#### OBJECTIVE:
Copy the lines below, starting at the line that contains "For the pointing benchmark, tag the windshield" and ending at the last line, and shift every coordinate in the answers up by 66.

#### Records from a dataset:
..............................
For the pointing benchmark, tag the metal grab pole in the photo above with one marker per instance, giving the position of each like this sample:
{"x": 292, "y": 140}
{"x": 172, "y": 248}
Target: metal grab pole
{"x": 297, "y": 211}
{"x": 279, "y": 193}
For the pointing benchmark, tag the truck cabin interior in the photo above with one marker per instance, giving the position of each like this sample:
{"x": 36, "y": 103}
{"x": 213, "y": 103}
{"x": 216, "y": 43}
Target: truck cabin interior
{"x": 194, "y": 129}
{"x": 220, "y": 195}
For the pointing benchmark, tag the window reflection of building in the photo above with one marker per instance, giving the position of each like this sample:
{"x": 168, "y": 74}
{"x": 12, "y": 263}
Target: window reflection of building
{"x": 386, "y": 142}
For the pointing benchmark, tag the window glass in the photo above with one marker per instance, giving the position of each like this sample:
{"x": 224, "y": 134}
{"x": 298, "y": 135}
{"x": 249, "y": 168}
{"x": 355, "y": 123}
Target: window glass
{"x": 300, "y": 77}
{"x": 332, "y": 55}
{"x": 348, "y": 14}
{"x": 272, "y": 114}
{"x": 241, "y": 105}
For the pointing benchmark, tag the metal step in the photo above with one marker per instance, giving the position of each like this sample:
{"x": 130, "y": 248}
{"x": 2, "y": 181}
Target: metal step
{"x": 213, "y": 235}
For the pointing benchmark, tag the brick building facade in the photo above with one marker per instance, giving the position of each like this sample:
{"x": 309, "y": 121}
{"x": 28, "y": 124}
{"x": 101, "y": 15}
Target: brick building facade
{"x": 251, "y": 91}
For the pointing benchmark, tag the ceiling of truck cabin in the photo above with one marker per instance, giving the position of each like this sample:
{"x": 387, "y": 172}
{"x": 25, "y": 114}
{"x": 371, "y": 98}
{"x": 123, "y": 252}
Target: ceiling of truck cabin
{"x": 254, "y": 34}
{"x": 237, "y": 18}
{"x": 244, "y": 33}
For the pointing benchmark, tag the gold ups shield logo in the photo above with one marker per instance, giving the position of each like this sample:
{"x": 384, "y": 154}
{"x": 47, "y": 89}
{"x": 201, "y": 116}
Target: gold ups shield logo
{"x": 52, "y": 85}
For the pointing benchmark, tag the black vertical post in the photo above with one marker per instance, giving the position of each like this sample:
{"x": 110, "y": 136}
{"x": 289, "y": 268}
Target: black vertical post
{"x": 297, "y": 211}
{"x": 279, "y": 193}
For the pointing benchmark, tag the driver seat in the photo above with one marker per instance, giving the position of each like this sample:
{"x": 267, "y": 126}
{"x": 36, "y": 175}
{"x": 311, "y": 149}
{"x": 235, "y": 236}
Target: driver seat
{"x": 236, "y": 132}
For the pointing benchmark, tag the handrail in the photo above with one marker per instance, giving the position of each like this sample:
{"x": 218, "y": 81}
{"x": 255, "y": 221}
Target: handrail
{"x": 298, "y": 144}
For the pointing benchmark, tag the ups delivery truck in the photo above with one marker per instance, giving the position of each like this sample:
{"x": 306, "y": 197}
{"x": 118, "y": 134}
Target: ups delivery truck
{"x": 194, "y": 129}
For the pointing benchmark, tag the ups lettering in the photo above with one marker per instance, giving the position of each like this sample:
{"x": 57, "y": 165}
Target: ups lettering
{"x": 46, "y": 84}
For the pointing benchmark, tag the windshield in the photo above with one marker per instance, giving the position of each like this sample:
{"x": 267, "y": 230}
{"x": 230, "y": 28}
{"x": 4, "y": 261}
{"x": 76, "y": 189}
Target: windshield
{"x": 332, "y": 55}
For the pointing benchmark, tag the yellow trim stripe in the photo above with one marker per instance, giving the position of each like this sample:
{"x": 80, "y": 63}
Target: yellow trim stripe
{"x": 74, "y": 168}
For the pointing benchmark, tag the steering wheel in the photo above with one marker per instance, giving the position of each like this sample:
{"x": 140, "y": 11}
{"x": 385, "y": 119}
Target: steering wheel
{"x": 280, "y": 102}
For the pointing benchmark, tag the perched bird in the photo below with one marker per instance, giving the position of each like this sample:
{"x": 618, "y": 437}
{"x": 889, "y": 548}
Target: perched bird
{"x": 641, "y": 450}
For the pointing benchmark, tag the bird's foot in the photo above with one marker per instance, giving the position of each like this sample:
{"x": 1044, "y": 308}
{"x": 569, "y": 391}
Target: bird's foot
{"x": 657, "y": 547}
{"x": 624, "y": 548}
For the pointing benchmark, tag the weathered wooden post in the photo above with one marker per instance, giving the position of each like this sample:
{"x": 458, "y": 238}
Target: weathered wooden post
..............................
#### ANSWER:
For the pointing benchmark, tag the windshield in the photo above with one marker per instance, giving the position of each like this sample:
{"x": 267, "y": 230}
{"x": 230, "y": 28}
{"x": 4, "y": 261}
{"x": 76, "y": 189}
Target: windshield
{"x": 398, "y": 121}
For the pointing benchmark, tag the yellow trim stripe in the photo above with one marker per instance, giving the position of each like this sample:
{"x": 80, "y": 63}
Target: yellow trim stripe
{"x": 140, "y": 234}
For the pointing benchmark, tag the steering wheel in the photo above with one marker per instance, giving the position of each like this sample:
{"x": 140, "y": 11}
{"x": 385, "y": 119}
Target: steering wheel
{"x": 346, "y": 168}
For the pointing benchmark, tag the perched bird in the photo below with one marker per instance, giving the position of each like this sample:
{"x": 618, "y": 437}
{"x": 889, "y": 548}
Target: perched bird
{"x": 707, "y": 516}
For the pointing benchmark, tag the bird's foot in the photo above with one marker per instance, giving the position of each like this sample:
{"x": 1044, "y": 308}
{"x": 569, "y": 391}
Target: bird's foot
{"x": 723, "y": 613}
{"x": 690, "y": 614}
For the pointing benchmark, tag the weathered wooden post in the photo above with one marker per instance, giving the position of each like this sample:
{"x": 458, "y": 238}
Target: weathered wooden post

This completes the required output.